Stored entries:
--------------------------------------------------
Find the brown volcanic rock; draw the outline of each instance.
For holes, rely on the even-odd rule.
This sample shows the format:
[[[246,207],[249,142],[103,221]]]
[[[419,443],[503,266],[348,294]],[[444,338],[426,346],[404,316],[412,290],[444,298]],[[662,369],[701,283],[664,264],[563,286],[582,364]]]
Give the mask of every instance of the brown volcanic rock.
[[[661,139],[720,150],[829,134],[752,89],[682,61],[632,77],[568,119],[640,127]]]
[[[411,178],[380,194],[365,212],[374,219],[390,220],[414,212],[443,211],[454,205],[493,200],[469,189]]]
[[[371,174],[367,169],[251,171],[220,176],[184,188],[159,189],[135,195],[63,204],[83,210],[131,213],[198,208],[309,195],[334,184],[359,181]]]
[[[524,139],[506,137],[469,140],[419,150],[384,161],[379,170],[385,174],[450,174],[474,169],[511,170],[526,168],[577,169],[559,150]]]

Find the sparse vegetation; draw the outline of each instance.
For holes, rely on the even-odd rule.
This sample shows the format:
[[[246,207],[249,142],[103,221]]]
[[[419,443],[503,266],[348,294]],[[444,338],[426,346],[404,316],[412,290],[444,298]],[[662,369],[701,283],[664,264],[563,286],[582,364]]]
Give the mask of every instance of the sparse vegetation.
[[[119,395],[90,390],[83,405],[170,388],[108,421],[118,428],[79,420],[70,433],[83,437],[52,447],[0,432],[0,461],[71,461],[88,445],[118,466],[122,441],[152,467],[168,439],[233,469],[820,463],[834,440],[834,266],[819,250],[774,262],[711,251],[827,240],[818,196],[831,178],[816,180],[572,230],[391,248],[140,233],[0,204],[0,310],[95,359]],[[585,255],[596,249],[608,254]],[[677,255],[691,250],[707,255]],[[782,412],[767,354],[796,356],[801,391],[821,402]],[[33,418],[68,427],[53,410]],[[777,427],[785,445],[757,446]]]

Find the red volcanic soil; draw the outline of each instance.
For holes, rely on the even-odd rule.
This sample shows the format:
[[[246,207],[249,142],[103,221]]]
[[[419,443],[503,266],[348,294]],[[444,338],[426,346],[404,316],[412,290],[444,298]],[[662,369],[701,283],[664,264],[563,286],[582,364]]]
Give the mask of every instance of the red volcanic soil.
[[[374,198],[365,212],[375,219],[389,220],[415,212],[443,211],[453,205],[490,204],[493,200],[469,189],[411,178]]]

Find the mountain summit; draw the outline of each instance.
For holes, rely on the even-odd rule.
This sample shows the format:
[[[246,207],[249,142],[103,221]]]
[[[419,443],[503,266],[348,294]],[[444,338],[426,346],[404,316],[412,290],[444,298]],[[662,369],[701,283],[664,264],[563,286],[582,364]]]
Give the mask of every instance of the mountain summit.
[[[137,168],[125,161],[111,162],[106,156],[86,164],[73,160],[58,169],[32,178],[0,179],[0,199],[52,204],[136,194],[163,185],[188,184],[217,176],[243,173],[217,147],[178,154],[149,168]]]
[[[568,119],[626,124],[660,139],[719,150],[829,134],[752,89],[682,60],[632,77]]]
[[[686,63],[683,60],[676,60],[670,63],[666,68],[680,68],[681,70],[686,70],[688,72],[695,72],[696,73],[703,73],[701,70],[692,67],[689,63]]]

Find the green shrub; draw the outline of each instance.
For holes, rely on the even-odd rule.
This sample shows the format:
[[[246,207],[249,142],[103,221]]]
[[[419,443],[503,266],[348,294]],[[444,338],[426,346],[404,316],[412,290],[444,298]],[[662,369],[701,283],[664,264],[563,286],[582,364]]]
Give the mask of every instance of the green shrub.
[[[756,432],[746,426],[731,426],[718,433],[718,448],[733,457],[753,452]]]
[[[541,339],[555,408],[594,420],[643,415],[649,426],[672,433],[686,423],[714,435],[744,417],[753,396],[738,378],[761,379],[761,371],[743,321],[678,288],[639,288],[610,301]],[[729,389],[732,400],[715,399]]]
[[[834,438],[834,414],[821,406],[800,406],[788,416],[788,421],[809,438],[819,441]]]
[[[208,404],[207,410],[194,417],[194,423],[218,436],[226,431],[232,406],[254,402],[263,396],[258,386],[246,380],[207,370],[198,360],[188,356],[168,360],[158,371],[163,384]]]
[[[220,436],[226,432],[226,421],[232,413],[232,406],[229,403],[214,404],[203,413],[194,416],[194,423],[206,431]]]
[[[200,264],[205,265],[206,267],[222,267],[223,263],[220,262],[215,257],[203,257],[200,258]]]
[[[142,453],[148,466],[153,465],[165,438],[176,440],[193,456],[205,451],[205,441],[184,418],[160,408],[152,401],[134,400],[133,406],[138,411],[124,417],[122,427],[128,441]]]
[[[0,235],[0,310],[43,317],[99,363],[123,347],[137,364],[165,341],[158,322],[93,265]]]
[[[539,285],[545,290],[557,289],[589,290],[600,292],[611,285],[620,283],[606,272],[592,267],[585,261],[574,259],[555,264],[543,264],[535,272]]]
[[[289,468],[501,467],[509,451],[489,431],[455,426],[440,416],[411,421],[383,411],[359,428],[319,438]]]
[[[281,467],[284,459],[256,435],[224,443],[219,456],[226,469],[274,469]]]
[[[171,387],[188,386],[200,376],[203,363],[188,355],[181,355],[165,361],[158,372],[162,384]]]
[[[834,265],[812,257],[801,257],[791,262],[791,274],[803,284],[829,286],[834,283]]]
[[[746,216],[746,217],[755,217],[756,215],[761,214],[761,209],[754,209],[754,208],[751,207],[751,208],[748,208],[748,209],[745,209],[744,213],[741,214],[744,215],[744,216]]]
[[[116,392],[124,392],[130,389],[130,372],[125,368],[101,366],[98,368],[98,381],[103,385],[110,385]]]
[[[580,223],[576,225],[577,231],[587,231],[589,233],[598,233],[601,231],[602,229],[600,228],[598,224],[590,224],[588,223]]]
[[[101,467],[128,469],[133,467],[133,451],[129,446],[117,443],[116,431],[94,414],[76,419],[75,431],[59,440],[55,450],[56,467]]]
--------------------------------------------------
Exercise aim:
Recast the lines of the data from the one containing "Find the sparse" through the one containing "Give the mask of every instance of the sparse", both included, as a JSON list of strings with one string per line. Omit any blank lines.

Output:
[
  "Find the sparse vegetation; draw the outline of each instance.",
  "For holes, rely on the even-odd rule.",
  "This sample shows the format:",
  "[[[246,207],[249,142],[103,221]]]",
  "[[[419,443],[503,266],[348,294]],[[444,338],[426,346],[404,316],[412,290],[444,298]],[[662,369],[701,283],[664,264],[563,286],[582,364]]]",
  "Give the mask of every instance of the sparse vegetation."
]